-- start Document --

Businessmen - the new elite?

by Mike Crowl

Something curious occurs to me as a result of the Qantas collapse. Are businessmen the new elite?

Suddenly I'm hearing about business class trips costing in the region of a $1200, merely to go from Dunedin to Auckland - and maybe back again.

I know NZ has had expensive air travel for some time, and we'd all like to see Virgin or that Aussie crew come in and give us some decent prices, but since when did just being a businessman mean you'd have to pay exorbitant rates?

What extra value does the poor businessman get for forking out large sums of money? Personal stewards? One per customer? Stronger drinks? More of them?

Hardly. He gets more leg room. Of course when I say 'he' I really mean he or she, since no doubt women businessmen - or should that be lady business-persons? - presumably pay these excessive prices too.

More leg room - but what else? The rest of us (the hoi polloi) get meals just as free. (So perhaps business class customers get larger trays with more food, which means they'd have larger tray holders, which means more room between the seats, and we already know they get that.)

-- end Document --
-- start Data excerpts --

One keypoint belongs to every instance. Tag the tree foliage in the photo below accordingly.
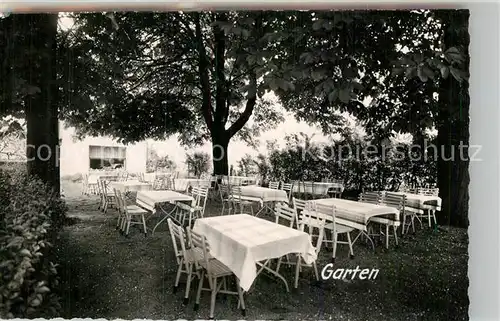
(198, 163)
(156, 163)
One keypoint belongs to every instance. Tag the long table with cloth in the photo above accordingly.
(316, 188)
(357, 214)
(155, 200)
(243, 243)
(183, 184)
(263, 195)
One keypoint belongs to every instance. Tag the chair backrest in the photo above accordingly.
(236, 192)
(178, 239)
(412, 190)
(322, 214)
(287, 187)
(200, 194)
(318, 213)
(395, 200)
(119, 204)
(274, 185)
(283, 211)
(199, 241)
(335, 191)
(370, 197)
(299, 204)
(429, 191)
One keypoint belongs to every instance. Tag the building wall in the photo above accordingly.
(74, 154)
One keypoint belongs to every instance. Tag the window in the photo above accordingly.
(107, 157)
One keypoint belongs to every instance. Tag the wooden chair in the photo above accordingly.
(288, 188)
(131, 212)
(392, 200)
(186, 257)
(237, 200)
(274, 185)
(214, 271)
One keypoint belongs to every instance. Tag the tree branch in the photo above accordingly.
(207, 109)
(220, 78)
(251, 100)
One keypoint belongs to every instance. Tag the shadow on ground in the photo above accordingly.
(105, 275)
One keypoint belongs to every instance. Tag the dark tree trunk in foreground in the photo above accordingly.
(217, 116)
(219, 154)
(453, 129)
(41, 107)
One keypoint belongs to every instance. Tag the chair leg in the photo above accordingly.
(198, 292)
(334, 251)
(241, 299)
(297, 270)
(351, 251)
(178, 275)
(434, 217)
(316, 274)
(144, 225)
(213, 297)
(395, 234)
(124, 223)
(188, 284)
(278, 265)
(387, 236)
(128, 225)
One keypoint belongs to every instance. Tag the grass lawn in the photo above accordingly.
(105, 275)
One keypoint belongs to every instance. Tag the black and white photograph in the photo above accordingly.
(235, 164)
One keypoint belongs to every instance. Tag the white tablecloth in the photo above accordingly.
(242, 180)
(182, 184)
(264, 194)
(240, 241)
(92, 179)
(421, 201)
(130, 186)
(357, 212)
(149, 199)
(315, 188)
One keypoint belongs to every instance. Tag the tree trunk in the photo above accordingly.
(220, 145)
(41, 107)
(453, 129)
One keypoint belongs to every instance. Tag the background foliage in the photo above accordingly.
(30, 218)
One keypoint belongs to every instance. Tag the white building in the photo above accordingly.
(78, 157)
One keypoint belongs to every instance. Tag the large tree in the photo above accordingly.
(150, 75)
(411, 64)
(29, 88)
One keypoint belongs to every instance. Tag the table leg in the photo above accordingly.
(361, 232)
(263, 266)
(166, 216)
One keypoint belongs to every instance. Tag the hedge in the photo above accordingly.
(30, 218)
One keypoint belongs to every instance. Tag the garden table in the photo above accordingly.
(131, 186)
(150, 200)
(183, 184)
(263, 195)
(357, 214)
(422, 202)
(316, 188)
(93, 178)
(242, 180)
(243, 242)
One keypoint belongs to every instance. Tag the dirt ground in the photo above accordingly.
(105, 275)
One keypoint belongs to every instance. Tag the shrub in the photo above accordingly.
(31, 217)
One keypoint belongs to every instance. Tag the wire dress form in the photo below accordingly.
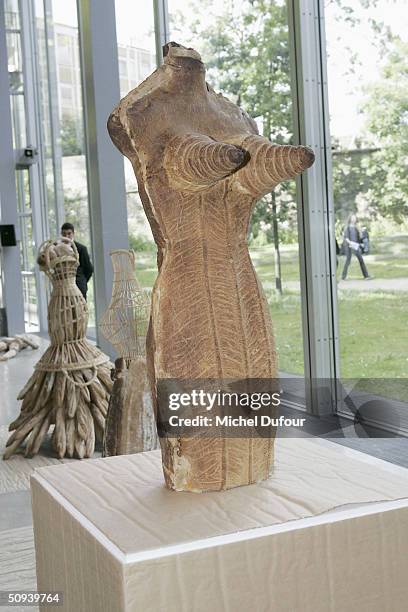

-- end Data excerpts --

**Stated exercise:**
In the piece on business-class air travel, what extra does the businessman get for paying the higher price?

**Response for this exercise:**
More leg room.